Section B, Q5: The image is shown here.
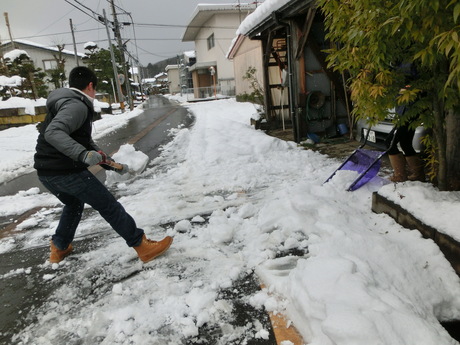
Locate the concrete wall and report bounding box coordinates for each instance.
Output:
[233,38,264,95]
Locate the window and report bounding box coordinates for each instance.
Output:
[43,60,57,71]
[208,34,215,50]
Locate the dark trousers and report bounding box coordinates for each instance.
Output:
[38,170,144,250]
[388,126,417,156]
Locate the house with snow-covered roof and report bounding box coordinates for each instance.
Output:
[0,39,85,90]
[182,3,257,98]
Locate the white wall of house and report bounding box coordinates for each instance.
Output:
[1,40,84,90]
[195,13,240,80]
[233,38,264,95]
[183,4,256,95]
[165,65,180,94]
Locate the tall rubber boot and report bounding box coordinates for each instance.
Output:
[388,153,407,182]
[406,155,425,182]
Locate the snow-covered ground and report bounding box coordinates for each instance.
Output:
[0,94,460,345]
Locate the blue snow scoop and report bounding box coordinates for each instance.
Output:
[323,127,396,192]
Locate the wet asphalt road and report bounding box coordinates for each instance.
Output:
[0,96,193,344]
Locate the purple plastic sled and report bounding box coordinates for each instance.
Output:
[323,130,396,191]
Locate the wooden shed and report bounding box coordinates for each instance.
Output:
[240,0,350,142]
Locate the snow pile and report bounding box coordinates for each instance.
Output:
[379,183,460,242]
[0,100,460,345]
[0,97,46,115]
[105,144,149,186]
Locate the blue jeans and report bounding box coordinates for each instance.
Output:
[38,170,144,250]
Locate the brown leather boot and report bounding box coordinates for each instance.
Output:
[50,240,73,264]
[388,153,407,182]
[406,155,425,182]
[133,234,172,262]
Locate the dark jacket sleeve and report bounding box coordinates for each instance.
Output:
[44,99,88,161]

---

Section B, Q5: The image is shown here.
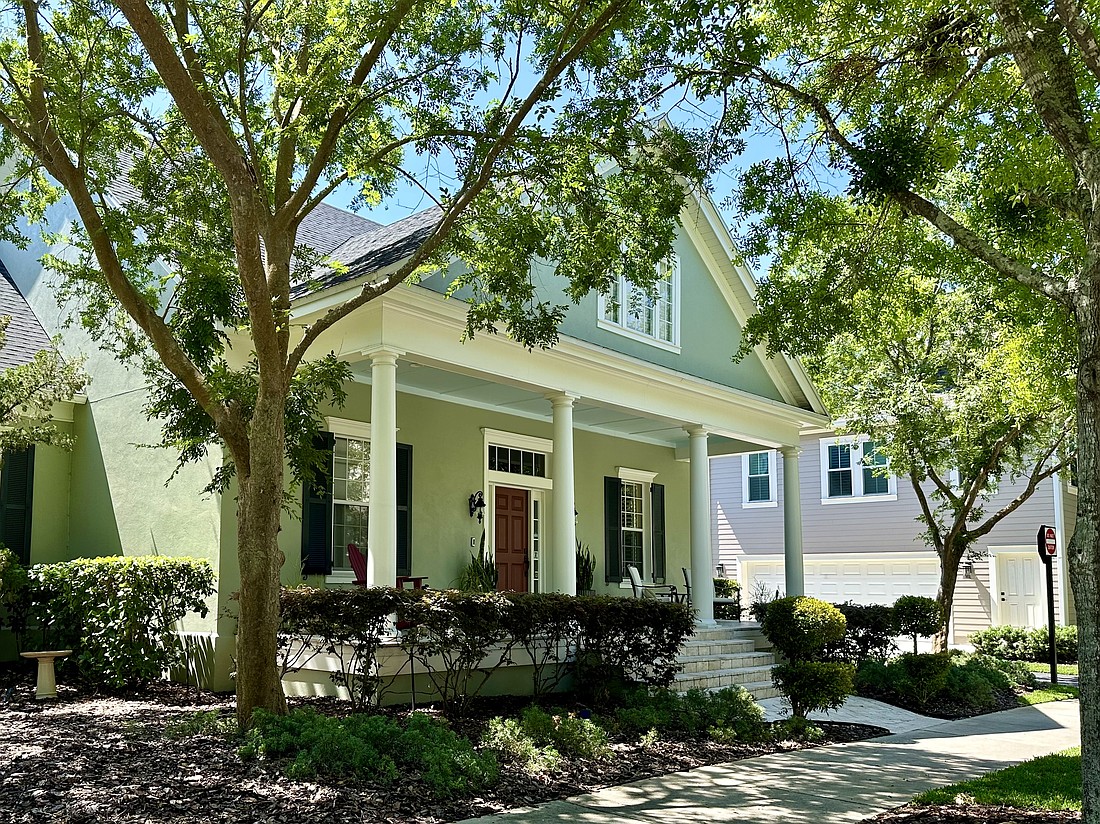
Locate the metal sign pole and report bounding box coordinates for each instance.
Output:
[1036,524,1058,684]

→ What needs to be done: Copy out the records word for word, from the line with "Locate the blue snow" up to and including the line with "[44,99,88,161]".

→ Final answer:
Locate the blue snow scoop and report bounding box coordinates for each instance.
Output:
[323,127,396,192]
Locate the wet asphalt road and report bounding box coordinates for each instance.
Output:
[0,96,193,344]
Locate the purple plastic sled and report bounding box coordinates for each instance.
Output:
[323,130,396,191]
Locate the wooden shed and report bounding box coordinates for each instance.
Output:
[240,0,350,142]
Locate the snow pile and report bounding box coordinates for each instance.
Output:
[379,183,460,242]
[0,100,460,345]
[0,97,46,115]
[105,144,149,186]
Locate the blue jeans and report bounding box coordinates for each instance.
Output:
[38,170,144,250]
Locate the brown leather boot and report bounding box coordinates for each instance.
Output:
[50,240,73,264]
[388,153,407,182]
[406,155,425,182]
[133,234,172,262]
Locate the dark jacket sleeve and report bounding box coordinates for each instance.
Output:
[44,99,88,161]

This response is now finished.